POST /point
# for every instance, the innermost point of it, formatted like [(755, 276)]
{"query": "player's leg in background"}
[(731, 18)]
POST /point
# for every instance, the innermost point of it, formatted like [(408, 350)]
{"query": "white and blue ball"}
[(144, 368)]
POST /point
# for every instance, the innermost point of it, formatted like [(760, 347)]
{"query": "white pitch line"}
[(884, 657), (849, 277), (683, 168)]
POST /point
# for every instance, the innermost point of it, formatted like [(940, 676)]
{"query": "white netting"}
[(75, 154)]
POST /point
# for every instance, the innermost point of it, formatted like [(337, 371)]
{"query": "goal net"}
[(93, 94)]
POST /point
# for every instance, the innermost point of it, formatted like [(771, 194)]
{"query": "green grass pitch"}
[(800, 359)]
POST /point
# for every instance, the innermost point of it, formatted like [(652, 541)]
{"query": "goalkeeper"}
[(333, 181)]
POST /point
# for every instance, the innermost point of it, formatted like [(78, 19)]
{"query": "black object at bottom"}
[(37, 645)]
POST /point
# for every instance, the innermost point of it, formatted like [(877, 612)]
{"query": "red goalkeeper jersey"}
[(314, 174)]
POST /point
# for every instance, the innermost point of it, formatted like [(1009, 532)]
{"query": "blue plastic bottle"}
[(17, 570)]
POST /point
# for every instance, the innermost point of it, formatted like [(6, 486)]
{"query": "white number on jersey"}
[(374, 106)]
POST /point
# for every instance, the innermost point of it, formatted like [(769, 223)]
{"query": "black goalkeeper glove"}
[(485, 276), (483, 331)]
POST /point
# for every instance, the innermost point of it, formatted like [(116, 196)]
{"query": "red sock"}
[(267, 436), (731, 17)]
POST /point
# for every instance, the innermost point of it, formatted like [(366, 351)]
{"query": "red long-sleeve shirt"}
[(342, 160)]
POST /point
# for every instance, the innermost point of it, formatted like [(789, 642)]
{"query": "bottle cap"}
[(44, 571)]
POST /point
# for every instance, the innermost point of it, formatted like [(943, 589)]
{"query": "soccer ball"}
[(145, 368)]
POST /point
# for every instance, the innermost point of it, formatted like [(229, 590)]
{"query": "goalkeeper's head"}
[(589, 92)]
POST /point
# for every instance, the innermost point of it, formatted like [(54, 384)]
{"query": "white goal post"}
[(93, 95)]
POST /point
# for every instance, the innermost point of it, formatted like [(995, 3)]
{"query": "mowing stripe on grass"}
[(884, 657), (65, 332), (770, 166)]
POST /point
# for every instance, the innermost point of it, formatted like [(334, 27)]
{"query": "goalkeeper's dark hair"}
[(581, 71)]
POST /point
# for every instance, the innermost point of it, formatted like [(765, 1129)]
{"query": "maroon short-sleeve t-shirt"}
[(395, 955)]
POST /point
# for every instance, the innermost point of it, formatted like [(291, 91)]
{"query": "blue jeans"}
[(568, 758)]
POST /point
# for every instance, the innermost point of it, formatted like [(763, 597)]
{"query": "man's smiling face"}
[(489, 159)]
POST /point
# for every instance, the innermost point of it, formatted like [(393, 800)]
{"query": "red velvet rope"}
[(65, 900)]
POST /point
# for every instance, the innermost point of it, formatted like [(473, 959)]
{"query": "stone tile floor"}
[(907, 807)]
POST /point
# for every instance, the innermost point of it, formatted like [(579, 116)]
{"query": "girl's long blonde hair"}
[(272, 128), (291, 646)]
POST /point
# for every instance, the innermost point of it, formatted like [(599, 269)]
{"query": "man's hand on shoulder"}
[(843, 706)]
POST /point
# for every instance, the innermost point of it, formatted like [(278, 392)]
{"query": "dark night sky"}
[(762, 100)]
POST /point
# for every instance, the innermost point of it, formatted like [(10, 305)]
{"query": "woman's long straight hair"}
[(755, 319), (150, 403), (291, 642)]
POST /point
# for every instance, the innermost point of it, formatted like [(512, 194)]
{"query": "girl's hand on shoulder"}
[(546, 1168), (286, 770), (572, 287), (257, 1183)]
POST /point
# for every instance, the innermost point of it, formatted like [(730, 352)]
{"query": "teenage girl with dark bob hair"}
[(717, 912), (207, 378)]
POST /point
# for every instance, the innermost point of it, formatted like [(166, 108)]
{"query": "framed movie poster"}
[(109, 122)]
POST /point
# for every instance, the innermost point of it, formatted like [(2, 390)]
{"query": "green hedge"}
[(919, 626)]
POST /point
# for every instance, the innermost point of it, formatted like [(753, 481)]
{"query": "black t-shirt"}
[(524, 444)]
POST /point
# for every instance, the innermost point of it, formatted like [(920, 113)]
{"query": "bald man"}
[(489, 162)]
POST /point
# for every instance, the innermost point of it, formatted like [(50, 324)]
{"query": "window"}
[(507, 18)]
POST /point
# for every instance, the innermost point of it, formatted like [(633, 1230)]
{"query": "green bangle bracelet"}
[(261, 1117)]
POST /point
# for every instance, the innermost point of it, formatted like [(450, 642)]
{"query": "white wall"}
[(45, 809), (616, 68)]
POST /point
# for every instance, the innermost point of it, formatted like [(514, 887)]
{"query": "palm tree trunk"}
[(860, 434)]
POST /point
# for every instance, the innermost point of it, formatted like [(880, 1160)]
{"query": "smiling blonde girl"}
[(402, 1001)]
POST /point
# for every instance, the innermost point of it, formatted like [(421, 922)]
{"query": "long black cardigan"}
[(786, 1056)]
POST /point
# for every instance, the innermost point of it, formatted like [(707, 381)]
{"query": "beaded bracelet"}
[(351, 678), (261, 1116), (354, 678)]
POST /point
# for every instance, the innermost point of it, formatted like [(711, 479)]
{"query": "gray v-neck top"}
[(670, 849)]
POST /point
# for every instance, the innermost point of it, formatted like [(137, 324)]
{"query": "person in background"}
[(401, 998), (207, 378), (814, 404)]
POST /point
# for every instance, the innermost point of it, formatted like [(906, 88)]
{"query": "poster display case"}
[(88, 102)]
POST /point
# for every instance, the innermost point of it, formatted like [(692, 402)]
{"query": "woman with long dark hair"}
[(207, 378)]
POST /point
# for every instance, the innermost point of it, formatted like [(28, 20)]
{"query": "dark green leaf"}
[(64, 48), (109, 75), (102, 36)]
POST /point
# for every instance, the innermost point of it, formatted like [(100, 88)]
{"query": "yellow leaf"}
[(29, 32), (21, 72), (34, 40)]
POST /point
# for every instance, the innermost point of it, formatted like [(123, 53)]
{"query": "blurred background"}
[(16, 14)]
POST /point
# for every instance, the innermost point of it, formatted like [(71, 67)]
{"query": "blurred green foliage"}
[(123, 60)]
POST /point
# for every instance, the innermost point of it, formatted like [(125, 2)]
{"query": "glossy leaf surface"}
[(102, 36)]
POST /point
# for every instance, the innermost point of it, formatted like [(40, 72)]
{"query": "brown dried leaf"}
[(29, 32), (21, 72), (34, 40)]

______

*SHORT TASK*: How many lines in the rows above contain the string "grass"? Reply with the number only.

*RESPONSE*: 2